[Problem set]
(A) Please repeat a passage from the Nargaroth review word for word, beginning at the words "I bring up the" and stopping after "motivations behind Nargaroth.".
(B) Name every distinct proper name that appears in the Nargaroth review.
(C) Answer these questions from the Nargaroth review:
(i) Who founded Nargaroth?
(ii) How does the writer rate the overall quality of the catalogue?
(iii) What does the writer say it would take to be absolutely sure of Kanwulf's real motivations?

[Text excerpt]

I'm starting to suspect that Nargaroth founder Kanwulf has been more dedicated to trolling the black metal community than actually providing genuine, creative material. Although from time to time Nargaroth has written and recorded some outstanding songs, the general overall quality of the catalogue is spotty at best. Considering Kanwulf's tendency to generate misinformation about the origins of the band, it's entirely possible he's been out to pull the black metal collective leg all along.

I bring up the trolling aspect because if he actually took the music on Spectral Visions of Mental Warfare seriously, then he's a rather pretentious mofo who really needs a smack upside head for releasing such tedious music. The highly wordy song titles alone suggest that yes, he is having a laugh at someone somewhere, but it's hard to be absolutely sure without actually getting him drunk to the point where he admits his real motivations behind Nargaroth.

[Given data]
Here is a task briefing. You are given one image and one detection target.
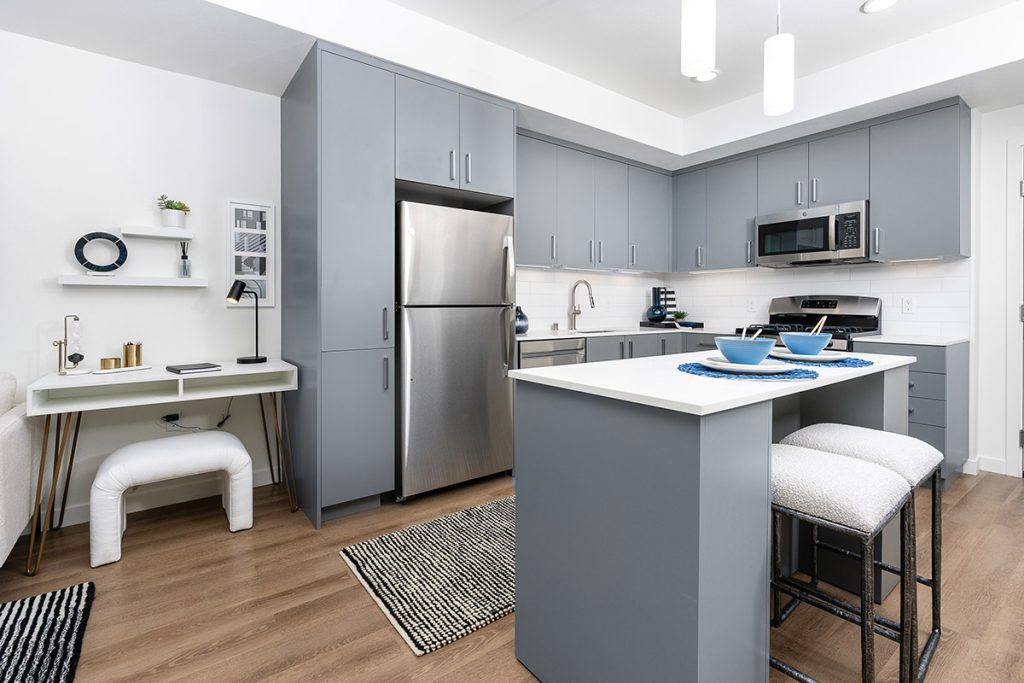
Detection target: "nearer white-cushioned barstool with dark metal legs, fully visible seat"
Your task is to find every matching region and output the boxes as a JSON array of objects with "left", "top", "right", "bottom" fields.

[Written answers]
(A)
I bring up the trolling aspect because if he actually took the music on Spectral Visions of Mental Warfare seriously, then he's a rather pretentious mofo who really needs a smack upside head for releasing such tedious music. The highly wordy song titles alone suggest that yes, he is having a laugh at someone somewhere, but it's hard to be absolutely sure without actually getting him drunk to the point where he admits his real motivations behind Nargaroth.

(B) Nargaroth, Kanwulf, Spectral Visions of Mental Warfare

(C)
(i) Kanwulf
(ii) Spotty at best
(iii) Getting him drunk to the point where he admits his real motivations behind Nargaroth